Exercise goal. Copy every line of the data exactly, leaving nothing out.

-----

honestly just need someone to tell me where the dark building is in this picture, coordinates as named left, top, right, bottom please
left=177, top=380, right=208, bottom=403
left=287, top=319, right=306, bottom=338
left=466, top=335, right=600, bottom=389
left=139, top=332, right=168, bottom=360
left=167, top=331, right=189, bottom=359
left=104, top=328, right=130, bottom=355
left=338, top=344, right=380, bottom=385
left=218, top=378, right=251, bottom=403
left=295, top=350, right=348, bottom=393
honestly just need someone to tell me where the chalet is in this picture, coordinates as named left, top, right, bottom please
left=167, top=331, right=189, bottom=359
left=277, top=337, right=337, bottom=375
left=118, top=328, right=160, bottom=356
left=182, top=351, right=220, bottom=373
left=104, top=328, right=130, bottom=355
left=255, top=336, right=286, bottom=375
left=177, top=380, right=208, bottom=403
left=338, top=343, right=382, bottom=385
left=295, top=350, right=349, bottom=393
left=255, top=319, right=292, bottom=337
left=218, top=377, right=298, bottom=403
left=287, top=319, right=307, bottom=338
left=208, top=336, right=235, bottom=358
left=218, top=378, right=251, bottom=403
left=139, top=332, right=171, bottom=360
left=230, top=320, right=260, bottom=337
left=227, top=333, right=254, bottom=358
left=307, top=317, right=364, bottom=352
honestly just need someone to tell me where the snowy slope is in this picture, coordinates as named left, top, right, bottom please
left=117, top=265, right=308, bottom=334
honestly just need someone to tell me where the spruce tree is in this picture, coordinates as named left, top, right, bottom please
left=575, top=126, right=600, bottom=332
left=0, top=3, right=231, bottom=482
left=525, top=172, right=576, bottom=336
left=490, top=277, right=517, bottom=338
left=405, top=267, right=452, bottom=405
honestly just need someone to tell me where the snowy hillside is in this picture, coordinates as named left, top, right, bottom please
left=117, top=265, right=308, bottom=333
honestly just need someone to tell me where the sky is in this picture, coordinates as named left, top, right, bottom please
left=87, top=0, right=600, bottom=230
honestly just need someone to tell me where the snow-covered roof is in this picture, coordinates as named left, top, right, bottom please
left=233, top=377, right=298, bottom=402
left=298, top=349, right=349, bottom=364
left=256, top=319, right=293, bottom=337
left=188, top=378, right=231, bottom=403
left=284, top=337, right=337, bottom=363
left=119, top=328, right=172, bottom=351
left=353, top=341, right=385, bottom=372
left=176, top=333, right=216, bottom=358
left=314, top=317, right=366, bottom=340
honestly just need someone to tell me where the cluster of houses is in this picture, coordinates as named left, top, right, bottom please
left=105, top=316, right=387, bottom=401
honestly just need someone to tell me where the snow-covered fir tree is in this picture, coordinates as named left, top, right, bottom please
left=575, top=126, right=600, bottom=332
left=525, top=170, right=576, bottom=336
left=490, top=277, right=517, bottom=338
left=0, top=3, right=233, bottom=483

-----

Result of this exercise.
honestly just need someone to tell me where the dark building is in this picture, coordinates as named left, top, right, bottom please
left=177, top=380, right=208, bottom=403
left=287, top=319, right=306, bottom=338
left=466, top=335, right=600, bottom=389
left=139, top=332, right=168, bottom=360
left=167, top=331, right=189, bottom=359
left=104, top=328, right=130, bottom=355
left=338, top=344, right=380, bottom=385
left=218, top=378, right=251, bottom=403
left=295, top=350, right=348, bottom=393
honestly just need someone to tell me where the chalet is in this picture, coordinates as named left, top, right, bottom please
left=167, top=331, right=189, bottom=359
left=277, top=337, right=337, bottom=375
left=118, top=328, right=160, bottom=356
left=182, top=351, right=220, bottom=373
left=104, top=328, right=130, bottom=355
left=255, top=336, right=286, bottom=375
left=177, top=380, right=208, bottom=403
left=338, top=343, right=382, bottom=385
left=295, top=350, right=349, bottom=393
left=255, top=319, right=292, bottom=337
left=218, top=377, right=298, bottom=403
left=287, top=319, right=307, bottom=338
left=208, top=336, right=235, bottom=358
left=218, top=378, right=251, bottom=403
left=139, top=332, right=171, bottom=360
left=230, top=320, right=260, bottom=337
left=227, top=333, right=254, bottom=358
left=307, top=317, right=364, bottom=352
honestly just need someone to tell me where the snowy slope is in this picture, coordinates as named left, top, right, bottom please
left=117, top=265, right=308, bottom=334
honestly just need someone to tell me where the spruce tree is in this picture, coordinates as named left, top, right, bottom please
left=575, top=126, right=600, bottom=332
left=0, top=3, right=231, bottom=482
left=525, top=172, right=576, bottom=336
left=490, top=277, right=517, bottom=338
left=405, top=267, right=452, bottom=405
honestly just need someone to tell me where the snowy hillside is in this picture, coordinates as named left, top, right, bottom please
left=117, top=265, right=308, bottom=333
honestly just need someone to tell me where the sky is in this picture, coordinates as named left, top, right, bottom please
left=87, top=0, right=600, bottom=230
honestly just need someone to tell me where the snow-covered roof is in this picture, coordinates as named left, top, right, bottom please
left=233, top=377, right=298, bottom=402
left=298, top=349, right=349, bottom=364
left=256, top=319, right=293, bottom=337
left=188, top=378, right=231, bottom=403
left=284, top=337, right=337, bottom=363
left=119, top=328, right=172, bottom=351
left=353, top=341, right=385, bottom=372
left=176, top=333, right=216, bottom=358
left=314, top=317, right=366, bottom=340
honestly just need someone to tell me where the cluster of houses is in this picture, coordinates as named left, top, right, bottom please
left=105, top=316, right=387, bottom=401
honestly just need someone to tell me where the snow-covered fir tree is in this picture, coordinates as named left, top, right, bottom please
left=575, top=126, right=600, bottom=332
left=525, top=170, right=576, bottom=336
left=490, top=277, right=517, bottom=338
left=0, top=3, right=233, bottom=483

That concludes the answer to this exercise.